## DOCUMENTO
+-------+

Rompiendo con la costumbre de ignorar lo propio

¿Alguna vez te ha pasado que nunca has visitado un lugar icónico de tu ciudad natal, mientras que personas foráneas viajan exclusivamente para conocerlo? Te cuento que finalmente rompí con esa costumbre una tarde del último viernes de mayo de 2025.


Estoy en el quinto piso de mi existencia y, hasta hace poco, nunca había ido al Café Coca Cola, fundado en 1875 y reconocido por la UNESCO como un Sitio del Patrimonio Mundial. Este reconocimiento se debe a que este emblemático local, ubicado en el barrio de Santa Ana —específicamente en la intersección con cinco esquinas—, ha sido durante décadas punto de encuentro de políticos, artistas, poetas, deportistas y celebridades. Es, además, el único café en el mundo que lleva el nombre de la famosa marca de refrescos.

+-------+

## EJERCICIO PLANTEADO 1
Indique si cada afirmación concuerda con el documento: (a) el Café Coca Cola fue fundado en 1875; (b) la visita al café tuvo lugar un sábado; (c) el café lleva el nombre de una marca de cerveza. Responda sí o no en cada caso y cite textualmente las palabras del documento que lo deciden.
El documento y el listado son independientes entre sí.

+-------+

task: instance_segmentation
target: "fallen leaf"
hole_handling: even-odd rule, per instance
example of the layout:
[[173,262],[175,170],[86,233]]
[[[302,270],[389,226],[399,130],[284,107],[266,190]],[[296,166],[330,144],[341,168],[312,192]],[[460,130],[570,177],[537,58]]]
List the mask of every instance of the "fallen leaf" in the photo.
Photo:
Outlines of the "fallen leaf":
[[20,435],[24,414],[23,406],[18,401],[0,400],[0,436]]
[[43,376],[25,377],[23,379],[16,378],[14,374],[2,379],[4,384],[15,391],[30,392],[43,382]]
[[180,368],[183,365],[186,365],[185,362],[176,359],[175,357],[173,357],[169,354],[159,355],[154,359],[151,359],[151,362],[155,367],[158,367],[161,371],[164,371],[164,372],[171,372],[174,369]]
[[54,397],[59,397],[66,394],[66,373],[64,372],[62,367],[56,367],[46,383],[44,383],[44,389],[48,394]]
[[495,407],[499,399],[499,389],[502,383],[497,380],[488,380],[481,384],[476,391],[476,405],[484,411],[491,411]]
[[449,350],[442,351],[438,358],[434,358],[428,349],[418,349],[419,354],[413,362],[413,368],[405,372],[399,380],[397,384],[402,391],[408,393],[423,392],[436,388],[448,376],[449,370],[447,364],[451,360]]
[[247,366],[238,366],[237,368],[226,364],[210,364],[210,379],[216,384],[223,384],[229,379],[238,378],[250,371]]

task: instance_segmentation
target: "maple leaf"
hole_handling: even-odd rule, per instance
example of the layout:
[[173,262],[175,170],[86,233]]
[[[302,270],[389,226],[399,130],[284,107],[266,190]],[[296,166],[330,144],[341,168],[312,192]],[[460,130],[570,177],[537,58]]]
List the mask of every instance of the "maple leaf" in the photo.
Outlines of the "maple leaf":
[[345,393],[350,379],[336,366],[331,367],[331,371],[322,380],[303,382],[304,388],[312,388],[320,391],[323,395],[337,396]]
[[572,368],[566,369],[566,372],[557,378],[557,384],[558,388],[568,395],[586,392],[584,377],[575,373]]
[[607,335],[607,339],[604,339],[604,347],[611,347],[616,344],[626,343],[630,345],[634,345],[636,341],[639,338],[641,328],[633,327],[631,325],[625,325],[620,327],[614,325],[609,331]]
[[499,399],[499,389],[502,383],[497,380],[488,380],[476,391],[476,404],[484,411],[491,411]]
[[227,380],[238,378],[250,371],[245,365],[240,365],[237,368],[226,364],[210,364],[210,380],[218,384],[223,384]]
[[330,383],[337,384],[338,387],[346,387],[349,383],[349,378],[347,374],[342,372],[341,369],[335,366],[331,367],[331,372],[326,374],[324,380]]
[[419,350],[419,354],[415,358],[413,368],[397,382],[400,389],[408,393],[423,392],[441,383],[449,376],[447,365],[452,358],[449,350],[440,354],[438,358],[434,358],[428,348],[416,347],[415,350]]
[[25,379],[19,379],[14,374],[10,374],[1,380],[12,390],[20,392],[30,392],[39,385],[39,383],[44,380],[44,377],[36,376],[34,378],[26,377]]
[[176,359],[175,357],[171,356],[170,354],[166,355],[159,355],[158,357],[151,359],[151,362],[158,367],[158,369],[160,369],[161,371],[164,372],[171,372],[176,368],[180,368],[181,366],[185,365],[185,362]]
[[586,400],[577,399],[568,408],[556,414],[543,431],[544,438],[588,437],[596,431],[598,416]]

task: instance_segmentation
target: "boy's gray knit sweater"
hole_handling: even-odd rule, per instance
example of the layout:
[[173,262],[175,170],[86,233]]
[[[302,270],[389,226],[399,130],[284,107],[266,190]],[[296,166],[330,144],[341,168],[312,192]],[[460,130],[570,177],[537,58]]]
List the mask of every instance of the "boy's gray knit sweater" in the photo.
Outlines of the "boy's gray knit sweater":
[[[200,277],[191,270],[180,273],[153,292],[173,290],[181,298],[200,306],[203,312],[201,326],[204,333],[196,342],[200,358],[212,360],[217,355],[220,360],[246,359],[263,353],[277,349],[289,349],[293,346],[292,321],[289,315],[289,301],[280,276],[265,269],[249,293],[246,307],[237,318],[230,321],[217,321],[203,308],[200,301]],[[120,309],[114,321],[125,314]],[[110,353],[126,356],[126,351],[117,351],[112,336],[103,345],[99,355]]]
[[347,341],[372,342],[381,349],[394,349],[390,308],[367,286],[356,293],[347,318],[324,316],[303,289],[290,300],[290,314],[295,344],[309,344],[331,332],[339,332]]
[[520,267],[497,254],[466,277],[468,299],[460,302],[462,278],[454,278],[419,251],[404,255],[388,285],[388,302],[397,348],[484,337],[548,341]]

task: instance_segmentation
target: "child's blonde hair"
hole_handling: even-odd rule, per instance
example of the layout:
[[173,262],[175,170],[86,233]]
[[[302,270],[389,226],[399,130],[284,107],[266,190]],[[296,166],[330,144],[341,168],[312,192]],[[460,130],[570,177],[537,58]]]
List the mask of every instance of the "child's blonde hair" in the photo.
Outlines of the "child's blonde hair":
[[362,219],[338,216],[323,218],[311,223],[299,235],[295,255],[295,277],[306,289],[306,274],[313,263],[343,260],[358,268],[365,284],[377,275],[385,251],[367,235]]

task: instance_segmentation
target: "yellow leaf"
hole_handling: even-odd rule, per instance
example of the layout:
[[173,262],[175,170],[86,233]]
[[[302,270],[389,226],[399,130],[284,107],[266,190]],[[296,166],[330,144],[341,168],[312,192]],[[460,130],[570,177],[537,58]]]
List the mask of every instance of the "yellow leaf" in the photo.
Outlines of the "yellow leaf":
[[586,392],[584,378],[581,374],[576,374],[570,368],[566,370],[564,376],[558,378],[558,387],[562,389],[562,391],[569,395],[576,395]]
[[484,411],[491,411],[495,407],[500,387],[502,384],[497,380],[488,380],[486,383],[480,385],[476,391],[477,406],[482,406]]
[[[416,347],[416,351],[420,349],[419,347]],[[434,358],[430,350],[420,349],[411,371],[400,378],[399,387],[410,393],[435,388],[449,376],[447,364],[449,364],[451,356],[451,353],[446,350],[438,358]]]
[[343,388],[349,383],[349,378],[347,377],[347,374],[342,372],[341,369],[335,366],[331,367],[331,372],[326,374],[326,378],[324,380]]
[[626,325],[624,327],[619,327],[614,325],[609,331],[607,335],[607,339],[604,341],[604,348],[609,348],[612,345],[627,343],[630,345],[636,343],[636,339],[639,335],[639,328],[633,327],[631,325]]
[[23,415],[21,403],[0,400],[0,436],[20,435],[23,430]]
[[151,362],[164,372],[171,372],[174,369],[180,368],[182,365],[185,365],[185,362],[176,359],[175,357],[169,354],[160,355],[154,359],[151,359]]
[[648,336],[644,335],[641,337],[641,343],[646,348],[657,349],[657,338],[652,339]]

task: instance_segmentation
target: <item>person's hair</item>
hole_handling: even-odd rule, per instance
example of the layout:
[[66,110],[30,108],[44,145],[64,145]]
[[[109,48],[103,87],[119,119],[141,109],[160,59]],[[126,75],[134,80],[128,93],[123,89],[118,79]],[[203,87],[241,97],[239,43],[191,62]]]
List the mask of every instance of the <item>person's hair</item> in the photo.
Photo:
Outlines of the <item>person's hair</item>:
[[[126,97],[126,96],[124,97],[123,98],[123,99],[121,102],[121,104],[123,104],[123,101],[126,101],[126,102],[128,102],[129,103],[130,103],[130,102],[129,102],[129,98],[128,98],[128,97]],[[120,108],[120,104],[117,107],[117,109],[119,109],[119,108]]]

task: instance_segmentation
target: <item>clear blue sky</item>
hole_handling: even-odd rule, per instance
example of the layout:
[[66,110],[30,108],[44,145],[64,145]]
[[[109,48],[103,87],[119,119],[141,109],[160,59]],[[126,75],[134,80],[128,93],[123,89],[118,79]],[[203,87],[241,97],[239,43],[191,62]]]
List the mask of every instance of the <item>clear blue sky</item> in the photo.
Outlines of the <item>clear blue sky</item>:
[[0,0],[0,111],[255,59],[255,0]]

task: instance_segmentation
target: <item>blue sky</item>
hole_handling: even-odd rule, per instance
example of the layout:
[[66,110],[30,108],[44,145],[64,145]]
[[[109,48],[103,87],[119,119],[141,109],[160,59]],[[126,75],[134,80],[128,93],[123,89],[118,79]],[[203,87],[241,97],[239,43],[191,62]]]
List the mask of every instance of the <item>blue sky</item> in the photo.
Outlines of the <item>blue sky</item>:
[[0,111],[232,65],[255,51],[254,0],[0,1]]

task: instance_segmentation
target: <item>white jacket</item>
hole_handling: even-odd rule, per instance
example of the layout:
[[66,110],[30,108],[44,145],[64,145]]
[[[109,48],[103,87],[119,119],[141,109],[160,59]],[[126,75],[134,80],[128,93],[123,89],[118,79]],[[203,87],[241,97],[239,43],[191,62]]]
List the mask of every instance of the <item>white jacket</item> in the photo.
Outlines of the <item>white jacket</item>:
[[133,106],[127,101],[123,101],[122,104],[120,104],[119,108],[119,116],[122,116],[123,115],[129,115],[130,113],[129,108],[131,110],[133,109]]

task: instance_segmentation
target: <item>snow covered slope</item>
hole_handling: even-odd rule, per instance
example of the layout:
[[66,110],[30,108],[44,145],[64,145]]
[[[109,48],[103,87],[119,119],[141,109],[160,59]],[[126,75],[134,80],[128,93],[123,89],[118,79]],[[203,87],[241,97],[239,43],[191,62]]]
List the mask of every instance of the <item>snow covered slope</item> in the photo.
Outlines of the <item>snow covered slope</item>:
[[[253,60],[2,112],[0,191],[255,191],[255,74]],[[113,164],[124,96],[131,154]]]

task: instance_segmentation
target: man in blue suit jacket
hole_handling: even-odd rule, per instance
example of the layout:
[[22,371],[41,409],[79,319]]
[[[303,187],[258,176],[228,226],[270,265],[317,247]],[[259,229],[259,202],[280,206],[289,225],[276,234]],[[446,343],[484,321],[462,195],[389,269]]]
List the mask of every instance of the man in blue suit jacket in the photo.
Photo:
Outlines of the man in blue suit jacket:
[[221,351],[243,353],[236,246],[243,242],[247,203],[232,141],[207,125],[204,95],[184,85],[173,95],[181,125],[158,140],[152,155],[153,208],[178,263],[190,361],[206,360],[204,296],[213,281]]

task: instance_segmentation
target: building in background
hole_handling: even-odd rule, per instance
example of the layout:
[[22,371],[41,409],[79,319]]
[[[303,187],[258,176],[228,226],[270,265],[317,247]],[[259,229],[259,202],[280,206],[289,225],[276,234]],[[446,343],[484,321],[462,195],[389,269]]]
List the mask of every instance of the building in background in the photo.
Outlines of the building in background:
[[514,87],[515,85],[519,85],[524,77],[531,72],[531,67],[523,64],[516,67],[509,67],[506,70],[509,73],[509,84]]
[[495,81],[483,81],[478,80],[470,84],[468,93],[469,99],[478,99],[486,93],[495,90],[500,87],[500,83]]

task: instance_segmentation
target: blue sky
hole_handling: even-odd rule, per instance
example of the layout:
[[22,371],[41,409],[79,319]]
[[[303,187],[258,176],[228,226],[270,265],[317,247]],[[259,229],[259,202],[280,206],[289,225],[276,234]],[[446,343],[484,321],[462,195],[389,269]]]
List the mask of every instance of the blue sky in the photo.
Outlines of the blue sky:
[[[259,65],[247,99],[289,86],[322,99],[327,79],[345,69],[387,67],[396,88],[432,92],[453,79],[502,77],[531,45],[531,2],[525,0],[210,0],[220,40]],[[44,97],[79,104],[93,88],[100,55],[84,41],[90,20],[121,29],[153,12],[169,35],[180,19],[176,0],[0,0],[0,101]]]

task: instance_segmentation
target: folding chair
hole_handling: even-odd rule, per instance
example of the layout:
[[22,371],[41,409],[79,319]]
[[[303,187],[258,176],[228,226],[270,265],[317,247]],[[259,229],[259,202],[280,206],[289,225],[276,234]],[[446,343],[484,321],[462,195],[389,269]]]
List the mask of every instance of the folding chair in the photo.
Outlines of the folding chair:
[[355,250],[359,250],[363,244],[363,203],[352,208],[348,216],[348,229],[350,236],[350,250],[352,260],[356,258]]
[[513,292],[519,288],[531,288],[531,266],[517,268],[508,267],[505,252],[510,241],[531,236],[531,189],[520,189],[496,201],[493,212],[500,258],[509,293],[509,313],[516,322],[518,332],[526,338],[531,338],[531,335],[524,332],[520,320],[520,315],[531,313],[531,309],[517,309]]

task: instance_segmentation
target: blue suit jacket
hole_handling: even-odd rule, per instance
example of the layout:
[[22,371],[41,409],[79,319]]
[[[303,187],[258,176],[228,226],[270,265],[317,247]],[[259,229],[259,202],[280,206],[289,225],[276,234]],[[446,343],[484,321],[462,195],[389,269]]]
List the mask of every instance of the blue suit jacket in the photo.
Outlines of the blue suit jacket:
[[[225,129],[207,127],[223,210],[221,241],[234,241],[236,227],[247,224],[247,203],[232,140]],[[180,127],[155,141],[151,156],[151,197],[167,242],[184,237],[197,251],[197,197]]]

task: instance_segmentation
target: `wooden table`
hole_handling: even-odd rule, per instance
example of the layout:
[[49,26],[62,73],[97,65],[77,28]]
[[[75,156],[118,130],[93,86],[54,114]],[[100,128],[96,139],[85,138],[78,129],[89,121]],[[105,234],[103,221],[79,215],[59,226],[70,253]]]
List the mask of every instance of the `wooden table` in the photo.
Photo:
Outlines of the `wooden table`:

+-------+

## EJERCICIO PLANTEADO 2
Señale cuántas líneas del listado contienen la palabra "sweater". Responda únicamente con el número.

## RESPUESTA CORRECTA 1
(a) Sí: «fundado en 1875».
(b) No: «una tarde del último viernes de mayo de 2025».
(c) No: «el único café en el mundo que lleva el nombre de la famosa marca de refrescos».

## RESPUESTA CORRECTA 2
3